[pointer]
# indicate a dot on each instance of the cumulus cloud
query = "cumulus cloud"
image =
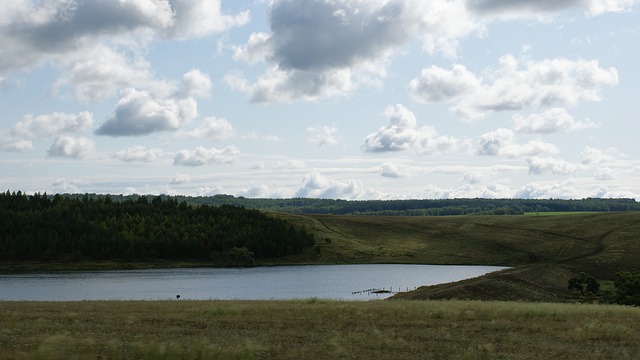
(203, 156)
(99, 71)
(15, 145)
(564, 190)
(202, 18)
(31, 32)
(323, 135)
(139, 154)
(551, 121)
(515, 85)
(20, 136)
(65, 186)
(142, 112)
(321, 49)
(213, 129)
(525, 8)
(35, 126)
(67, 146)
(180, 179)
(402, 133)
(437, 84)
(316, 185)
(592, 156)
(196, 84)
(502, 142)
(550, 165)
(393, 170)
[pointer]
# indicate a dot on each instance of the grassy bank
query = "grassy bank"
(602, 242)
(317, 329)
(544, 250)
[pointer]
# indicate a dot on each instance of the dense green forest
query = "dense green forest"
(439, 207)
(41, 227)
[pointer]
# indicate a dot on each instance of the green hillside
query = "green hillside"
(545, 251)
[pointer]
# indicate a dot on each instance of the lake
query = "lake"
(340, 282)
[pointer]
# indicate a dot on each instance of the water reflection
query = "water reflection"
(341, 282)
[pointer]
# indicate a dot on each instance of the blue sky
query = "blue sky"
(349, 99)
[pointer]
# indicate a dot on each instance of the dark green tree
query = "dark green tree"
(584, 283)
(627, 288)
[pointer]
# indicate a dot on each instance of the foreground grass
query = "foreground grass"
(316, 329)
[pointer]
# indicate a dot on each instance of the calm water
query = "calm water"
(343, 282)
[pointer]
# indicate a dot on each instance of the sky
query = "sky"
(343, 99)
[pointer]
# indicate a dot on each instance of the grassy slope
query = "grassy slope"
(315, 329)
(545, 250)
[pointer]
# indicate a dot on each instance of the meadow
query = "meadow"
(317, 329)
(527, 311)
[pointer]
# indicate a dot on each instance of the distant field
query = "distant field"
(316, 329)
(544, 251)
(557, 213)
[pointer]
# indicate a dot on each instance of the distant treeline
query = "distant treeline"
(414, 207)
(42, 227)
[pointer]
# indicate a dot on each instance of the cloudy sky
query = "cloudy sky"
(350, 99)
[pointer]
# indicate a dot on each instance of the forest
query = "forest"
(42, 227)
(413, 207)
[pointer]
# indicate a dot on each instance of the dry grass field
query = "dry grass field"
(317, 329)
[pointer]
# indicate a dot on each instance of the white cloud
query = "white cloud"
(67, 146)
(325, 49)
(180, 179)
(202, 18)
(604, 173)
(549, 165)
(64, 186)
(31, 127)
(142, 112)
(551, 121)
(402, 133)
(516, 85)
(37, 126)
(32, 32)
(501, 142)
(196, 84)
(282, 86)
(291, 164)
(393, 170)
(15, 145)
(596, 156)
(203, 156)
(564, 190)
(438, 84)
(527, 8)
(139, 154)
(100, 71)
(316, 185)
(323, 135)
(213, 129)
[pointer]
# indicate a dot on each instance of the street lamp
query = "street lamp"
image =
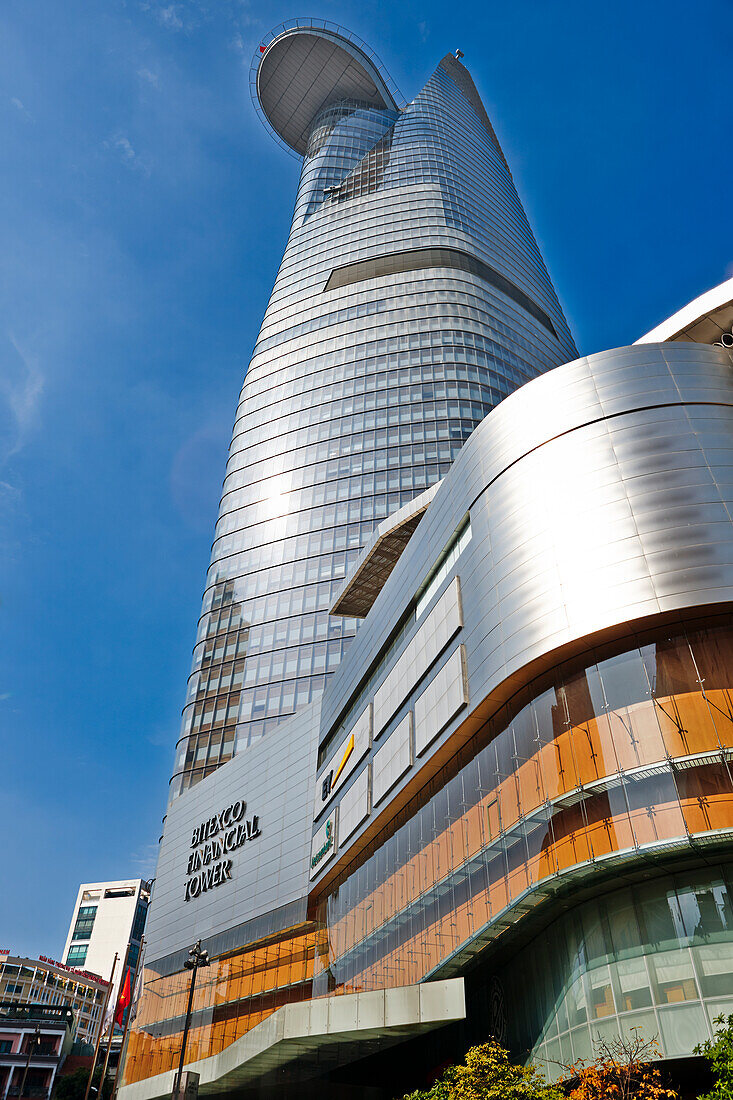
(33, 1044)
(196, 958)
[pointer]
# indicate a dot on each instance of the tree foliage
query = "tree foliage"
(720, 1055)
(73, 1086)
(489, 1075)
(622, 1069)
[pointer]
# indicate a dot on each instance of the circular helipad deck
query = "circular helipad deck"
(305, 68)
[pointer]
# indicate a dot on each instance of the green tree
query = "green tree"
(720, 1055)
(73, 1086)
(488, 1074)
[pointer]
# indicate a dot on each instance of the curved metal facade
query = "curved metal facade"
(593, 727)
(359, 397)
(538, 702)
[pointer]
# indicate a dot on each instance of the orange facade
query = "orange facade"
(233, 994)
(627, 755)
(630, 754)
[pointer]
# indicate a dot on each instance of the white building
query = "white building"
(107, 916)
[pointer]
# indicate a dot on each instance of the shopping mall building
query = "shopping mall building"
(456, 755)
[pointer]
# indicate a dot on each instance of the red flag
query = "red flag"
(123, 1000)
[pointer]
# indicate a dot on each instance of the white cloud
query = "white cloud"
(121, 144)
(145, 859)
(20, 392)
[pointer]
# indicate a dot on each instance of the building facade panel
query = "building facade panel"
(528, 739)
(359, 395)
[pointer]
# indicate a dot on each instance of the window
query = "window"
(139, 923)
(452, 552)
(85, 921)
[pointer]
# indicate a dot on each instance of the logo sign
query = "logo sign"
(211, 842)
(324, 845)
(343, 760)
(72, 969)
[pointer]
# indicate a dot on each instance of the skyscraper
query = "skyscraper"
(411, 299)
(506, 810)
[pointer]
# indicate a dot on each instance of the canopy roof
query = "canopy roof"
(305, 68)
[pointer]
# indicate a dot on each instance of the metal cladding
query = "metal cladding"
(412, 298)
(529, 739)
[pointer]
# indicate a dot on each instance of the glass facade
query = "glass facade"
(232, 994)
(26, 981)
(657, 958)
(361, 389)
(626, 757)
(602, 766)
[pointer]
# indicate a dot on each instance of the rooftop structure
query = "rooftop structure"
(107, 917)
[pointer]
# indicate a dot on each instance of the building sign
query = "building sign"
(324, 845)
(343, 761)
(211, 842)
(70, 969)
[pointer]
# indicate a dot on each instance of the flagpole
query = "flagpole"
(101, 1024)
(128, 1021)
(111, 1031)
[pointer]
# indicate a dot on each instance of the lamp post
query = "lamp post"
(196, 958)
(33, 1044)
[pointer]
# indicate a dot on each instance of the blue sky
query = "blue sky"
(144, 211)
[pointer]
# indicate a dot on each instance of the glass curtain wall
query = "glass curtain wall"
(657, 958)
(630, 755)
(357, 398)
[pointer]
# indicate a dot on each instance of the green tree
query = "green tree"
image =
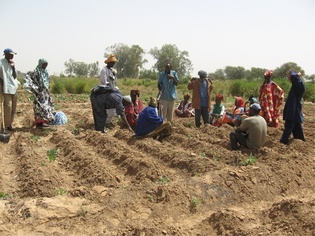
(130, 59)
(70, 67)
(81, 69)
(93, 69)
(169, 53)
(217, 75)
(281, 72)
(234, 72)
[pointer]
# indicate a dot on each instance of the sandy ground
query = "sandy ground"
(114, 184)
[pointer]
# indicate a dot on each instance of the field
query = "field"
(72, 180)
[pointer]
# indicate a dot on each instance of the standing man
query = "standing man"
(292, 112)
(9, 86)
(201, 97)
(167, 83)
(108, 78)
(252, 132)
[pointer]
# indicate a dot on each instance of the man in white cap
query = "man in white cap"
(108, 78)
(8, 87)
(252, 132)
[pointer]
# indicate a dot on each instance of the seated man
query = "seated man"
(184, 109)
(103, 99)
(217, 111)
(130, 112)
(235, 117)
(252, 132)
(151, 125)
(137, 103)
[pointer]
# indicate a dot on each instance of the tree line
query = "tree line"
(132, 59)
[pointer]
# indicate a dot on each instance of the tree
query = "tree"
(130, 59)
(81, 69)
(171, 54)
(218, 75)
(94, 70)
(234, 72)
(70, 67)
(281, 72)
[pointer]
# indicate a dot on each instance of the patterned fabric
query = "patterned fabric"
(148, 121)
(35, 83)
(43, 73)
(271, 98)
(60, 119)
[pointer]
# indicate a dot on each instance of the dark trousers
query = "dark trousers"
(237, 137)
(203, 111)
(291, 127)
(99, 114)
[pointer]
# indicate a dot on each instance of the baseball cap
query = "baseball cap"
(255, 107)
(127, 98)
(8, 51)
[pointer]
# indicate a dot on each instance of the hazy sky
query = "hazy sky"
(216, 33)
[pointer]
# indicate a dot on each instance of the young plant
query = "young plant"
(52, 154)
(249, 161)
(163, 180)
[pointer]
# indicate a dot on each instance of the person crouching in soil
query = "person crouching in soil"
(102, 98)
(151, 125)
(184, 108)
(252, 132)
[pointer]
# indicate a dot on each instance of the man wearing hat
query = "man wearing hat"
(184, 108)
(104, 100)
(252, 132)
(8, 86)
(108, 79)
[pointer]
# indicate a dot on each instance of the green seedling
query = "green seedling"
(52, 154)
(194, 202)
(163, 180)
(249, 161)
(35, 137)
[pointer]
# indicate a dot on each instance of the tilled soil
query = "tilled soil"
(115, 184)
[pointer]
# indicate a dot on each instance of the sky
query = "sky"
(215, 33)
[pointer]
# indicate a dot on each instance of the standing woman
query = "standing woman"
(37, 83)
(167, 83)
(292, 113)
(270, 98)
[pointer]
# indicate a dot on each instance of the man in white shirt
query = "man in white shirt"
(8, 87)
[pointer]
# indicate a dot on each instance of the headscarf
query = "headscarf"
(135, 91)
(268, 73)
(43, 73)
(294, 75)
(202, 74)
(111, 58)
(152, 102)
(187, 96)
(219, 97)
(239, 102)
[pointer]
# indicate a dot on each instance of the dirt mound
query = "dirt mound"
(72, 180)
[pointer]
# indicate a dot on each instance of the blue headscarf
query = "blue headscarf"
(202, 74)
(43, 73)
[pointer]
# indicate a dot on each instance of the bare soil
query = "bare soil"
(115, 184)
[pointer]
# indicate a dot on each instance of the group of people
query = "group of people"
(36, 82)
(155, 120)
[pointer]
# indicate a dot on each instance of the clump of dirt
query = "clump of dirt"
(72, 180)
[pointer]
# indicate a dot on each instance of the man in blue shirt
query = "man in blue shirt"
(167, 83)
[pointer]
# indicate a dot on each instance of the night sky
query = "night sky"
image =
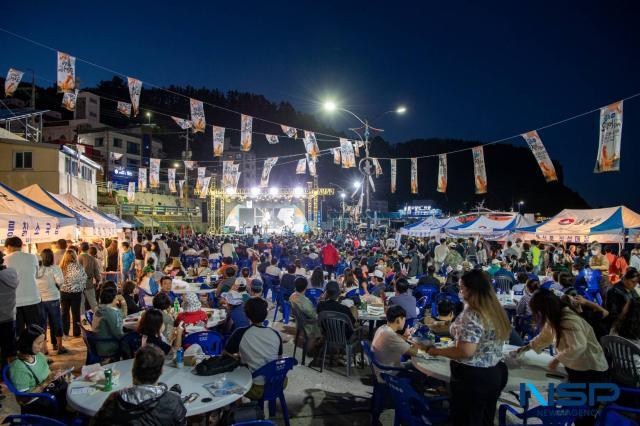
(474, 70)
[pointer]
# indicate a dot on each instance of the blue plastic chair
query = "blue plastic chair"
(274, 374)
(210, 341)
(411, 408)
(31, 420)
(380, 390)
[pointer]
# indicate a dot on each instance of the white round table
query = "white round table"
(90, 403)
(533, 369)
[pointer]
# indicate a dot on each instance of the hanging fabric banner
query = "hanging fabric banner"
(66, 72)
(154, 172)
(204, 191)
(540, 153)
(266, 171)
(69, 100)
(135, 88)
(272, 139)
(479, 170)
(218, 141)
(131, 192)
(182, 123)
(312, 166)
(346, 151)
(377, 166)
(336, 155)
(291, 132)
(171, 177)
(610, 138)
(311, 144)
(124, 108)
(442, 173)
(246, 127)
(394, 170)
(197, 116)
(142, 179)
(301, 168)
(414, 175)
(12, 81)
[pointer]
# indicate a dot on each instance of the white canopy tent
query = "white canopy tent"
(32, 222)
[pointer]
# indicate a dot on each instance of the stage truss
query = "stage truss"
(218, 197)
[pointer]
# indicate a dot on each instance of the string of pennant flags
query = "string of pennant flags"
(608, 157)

What needs to be done: Would you tally the lines above holding "night" and reply with the total alone?

Result of the task: 2